• _Do this_: Only the lines from the one containing "blue shirt and returns integer pixel boxes." to the end of the records belong in the output; print them exactly.

• _The input_:
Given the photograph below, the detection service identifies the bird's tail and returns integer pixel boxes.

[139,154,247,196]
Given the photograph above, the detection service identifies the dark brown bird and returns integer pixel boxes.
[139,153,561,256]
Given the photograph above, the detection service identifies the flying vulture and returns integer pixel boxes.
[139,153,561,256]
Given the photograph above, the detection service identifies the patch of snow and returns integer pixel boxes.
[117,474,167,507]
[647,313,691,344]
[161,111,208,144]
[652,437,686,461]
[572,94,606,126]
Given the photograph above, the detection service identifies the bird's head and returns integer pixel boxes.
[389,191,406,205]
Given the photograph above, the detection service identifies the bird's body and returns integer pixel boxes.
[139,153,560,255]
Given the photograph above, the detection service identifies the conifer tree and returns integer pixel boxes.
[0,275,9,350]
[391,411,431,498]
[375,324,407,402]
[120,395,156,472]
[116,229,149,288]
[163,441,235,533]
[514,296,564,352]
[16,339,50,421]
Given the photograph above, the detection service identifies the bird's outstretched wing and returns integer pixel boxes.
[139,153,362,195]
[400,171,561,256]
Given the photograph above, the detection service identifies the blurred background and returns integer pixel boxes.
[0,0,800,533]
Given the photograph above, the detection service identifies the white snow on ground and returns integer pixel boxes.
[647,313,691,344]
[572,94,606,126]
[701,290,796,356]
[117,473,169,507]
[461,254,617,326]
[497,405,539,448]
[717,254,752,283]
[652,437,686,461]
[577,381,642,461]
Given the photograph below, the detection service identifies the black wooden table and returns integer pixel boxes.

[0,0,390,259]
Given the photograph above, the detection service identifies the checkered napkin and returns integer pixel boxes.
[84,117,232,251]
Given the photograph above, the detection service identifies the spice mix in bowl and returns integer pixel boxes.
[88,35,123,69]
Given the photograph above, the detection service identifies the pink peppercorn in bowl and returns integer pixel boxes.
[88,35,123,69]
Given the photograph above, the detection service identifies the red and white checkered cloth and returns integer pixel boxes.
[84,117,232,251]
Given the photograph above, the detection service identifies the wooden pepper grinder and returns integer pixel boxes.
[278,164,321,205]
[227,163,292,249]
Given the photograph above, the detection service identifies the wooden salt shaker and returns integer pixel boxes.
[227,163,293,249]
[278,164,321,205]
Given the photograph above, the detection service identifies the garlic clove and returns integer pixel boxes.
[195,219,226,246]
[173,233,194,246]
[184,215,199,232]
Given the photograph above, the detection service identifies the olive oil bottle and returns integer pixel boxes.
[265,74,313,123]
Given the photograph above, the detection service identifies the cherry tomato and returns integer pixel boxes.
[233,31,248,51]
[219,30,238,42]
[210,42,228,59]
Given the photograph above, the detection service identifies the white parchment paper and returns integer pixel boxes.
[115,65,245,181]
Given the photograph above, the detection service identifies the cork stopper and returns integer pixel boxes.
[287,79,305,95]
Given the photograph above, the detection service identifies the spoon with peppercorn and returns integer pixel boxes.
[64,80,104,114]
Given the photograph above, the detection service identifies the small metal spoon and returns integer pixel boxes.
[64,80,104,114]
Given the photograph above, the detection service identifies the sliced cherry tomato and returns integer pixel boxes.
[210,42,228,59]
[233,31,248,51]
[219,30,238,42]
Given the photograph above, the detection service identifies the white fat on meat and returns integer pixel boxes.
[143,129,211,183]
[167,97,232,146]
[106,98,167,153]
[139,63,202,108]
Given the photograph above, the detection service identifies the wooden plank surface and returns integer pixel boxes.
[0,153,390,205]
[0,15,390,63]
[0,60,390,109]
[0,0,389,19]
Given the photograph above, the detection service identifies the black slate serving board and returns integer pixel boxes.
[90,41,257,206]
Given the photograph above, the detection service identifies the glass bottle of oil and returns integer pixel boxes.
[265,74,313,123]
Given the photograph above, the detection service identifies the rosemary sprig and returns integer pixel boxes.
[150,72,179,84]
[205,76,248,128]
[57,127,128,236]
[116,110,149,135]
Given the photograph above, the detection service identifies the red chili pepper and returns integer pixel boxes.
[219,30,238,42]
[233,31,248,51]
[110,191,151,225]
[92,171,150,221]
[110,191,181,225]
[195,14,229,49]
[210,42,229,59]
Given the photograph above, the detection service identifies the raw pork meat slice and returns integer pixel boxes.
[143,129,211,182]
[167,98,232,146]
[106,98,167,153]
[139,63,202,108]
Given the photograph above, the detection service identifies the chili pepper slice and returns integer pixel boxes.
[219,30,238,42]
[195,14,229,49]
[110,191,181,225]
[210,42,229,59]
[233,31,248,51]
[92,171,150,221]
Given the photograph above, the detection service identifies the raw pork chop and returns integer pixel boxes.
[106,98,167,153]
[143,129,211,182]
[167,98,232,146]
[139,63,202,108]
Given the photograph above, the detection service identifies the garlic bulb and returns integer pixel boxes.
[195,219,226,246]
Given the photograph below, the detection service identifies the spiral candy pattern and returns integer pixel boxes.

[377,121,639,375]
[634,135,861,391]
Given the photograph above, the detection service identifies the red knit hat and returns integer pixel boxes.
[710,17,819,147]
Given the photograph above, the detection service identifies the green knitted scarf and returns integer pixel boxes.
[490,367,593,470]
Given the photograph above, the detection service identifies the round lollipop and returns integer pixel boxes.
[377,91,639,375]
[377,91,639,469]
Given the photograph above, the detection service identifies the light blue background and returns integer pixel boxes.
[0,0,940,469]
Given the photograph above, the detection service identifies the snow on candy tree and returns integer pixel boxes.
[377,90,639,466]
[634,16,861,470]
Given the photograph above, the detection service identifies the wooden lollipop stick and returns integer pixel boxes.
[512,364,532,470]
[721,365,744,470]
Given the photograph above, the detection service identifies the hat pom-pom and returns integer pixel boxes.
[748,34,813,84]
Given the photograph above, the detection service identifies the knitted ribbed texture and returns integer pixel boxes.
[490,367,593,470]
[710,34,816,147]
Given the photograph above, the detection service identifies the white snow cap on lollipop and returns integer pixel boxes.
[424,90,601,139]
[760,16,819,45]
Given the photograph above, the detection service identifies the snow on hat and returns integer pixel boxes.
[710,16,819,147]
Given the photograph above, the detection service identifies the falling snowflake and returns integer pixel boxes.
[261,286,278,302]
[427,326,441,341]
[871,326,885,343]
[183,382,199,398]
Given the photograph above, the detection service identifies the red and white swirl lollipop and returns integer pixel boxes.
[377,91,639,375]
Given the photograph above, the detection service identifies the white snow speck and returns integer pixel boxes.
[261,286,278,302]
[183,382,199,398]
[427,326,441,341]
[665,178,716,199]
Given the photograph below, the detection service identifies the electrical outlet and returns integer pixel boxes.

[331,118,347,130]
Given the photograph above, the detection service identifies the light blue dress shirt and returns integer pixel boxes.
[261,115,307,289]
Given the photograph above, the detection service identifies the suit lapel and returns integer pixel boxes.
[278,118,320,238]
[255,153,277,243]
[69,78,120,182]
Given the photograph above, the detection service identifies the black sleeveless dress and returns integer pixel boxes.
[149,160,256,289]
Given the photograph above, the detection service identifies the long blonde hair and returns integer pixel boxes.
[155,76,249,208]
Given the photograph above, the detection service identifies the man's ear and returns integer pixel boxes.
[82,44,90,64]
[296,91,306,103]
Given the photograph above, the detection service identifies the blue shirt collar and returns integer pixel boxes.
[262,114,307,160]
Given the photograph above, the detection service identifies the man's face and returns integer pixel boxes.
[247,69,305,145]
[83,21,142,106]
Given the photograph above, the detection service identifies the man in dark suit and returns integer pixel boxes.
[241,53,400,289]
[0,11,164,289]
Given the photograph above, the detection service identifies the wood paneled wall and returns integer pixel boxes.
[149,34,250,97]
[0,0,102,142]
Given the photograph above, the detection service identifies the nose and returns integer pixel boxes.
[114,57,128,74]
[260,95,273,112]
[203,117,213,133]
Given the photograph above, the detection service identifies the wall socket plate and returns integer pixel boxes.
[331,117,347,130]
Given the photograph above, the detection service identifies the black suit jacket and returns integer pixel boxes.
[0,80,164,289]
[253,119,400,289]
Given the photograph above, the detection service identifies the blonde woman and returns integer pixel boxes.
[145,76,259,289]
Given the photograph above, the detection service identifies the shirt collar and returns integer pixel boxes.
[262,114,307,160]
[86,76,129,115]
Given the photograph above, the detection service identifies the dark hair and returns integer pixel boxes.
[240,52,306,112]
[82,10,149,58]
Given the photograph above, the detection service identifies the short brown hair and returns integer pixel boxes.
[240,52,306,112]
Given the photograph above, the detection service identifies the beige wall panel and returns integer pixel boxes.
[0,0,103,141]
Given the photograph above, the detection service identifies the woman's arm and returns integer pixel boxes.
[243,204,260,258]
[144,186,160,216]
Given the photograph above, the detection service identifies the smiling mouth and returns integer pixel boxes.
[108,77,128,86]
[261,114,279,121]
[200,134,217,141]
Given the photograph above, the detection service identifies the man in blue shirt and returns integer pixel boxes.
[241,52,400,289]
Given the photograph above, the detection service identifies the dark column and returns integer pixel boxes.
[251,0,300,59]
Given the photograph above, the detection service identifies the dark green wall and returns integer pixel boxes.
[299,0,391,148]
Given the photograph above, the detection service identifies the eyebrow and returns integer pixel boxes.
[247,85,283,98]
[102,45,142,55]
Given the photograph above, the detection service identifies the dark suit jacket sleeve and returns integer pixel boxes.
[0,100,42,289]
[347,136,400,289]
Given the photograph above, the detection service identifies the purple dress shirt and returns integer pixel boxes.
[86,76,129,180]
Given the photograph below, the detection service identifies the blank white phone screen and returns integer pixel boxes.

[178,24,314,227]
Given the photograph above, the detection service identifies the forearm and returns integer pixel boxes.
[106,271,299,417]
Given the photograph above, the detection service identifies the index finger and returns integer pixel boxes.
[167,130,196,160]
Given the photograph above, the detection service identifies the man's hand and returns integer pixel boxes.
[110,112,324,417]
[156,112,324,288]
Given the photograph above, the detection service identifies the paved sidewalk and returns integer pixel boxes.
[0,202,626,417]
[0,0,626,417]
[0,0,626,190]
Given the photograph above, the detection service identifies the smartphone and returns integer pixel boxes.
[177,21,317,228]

• _In response_:
Given the photograph above, the detection service identifies the man in blue shirt and returns integer pixel boxes.
[241,52,400,289]
Given the photograph above, the detection service identifies the dark column and returns integer pixel boxes.
[251,0,300,59]
Given the photograph above, the detection service identifies the dark green wall and returns integer pixel boxes.
[299,0,391,148]
Given the photograph above, the detection service identifies the eyebrow and returns integer pixel boxes.
[247,85,283,98]
[102,45,142,55]
Given the photograph above, the detection service identifies the dark suit jacket sleeve and returns integer pixel boxes.
[0,100,42,289]
[347,136,400,289]
Given the photograph above, the detection service identifies the purple dress shirt and returns integer pixel boxes.
[86,76,129,180]
Given the photograph below, the detection service identifies the blank white phone screen and returns integer pixel boxes.

[178,24,314,227]
Given the photograph above, the detection service identifies the forearm and returns integer pixel boxes.
[106,271,299,417]
Given the photograph above, the detection service identifies the index finger and returns integer pixel boxes.
[167,130,196,160]
Given the photograph above, the detection service identifies the man's hand and returns integer pixel boxes.
[110,112,324,417]
[156,112,324,288]
Given the photograph above, the detection service identifies the paved sidewalk and returns integer pixel boxes.
[0,202,626,417]
[0,0,626,417]
[0,0,626,190]
Given the photograph above, the detection service identifies the smartphone and returns integer pixel boxes.
[177,21,317,228]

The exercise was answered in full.